* Assignment *
Your reply should be made up of every line in the records below that holds the string "door".

* Data shown *
◇ ◇ ◇

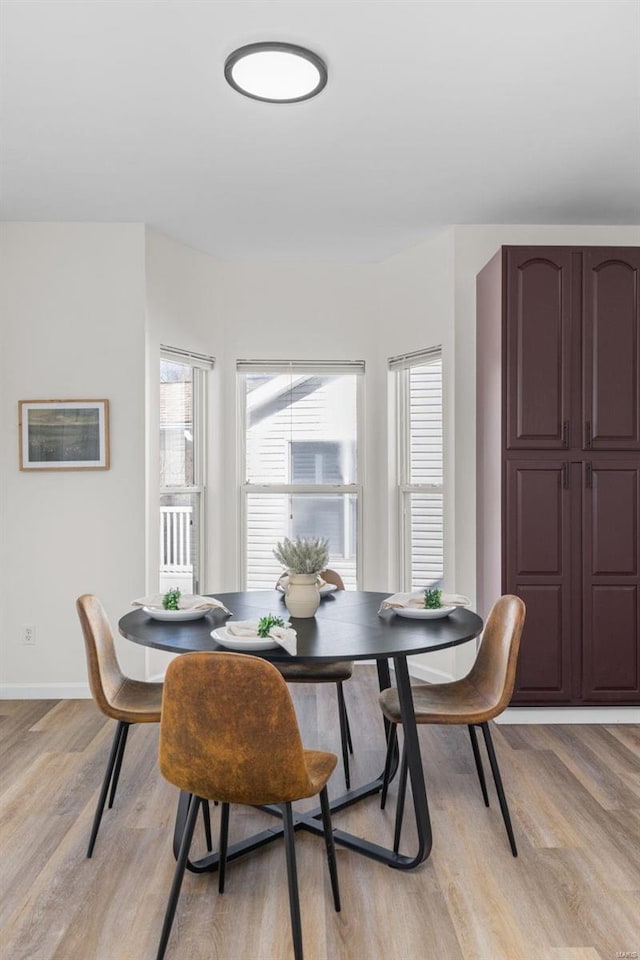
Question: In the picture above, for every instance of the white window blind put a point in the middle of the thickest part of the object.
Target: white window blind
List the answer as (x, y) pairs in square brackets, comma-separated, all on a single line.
[(319, 368), (176, 355), (420, 466)]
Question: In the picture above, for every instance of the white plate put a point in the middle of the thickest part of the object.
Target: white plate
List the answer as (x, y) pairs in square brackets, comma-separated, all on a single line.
[(422, 613), (157, 614), (323, 590), (225, 639)]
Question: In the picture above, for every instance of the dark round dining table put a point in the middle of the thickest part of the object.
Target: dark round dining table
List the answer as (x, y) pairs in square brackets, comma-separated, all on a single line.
[(348, 625)]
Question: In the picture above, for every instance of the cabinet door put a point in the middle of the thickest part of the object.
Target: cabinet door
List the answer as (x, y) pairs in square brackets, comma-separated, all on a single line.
[(611, 576), (538, 569), (611, 349), (538, 337)]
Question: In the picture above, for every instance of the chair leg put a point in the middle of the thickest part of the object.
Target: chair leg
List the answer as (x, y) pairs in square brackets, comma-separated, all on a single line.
[(331, 849), (479, 767), (178, 875), (402, 792), (386, 776), (342, 715), (346, 721), (206, 816), (119, 759), (499, 789), (292, 878), (115, 747), (224, 837)]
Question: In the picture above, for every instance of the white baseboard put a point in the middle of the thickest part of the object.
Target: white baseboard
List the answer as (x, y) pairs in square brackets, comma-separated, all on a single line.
[(513, 715), (570, 715), (45, 691)]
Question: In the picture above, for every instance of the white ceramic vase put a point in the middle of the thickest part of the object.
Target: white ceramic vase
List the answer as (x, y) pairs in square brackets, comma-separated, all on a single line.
[(302, 596)]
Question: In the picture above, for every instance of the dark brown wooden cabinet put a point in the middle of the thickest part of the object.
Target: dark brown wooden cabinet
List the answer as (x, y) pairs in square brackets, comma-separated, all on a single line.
[(558, 465)]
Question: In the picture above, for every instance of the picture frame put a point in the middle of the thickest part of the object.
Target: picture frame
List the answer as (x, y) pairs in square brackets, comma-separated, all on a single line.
[(64, 434)]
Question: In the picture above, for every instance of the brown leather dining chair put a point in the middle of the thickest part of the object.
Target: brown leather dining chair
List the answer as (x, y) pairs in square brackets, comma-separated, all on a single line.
[(118, 697), (214, 748), (327, 673), (474, 700)]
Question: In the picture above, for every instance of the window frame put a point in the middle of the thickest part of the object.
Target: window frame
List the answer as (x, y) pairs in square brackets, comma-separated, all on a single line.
[(244, 487), (401, 367)]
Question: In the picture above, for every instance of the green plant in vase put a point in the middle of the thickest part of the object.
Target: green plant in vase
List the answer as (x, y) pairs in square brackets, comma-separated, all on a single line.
[(171, 599), (267, 623), (433, 599)]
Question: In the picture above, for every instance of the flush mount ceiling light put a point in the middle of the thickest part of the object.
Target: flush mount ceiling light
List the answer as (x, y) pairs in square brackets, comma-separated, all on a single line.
[(276, 72)]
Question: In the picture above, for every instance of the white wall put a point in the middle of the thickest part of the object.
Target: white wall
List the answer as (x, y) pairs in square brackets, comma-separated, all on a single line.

◇ ◇ ◇

* Response to the exercise *
Question: In the picture above, for every instance of the cabinet door put a point in the middle of the thickest part of the object.
Target: cabinet door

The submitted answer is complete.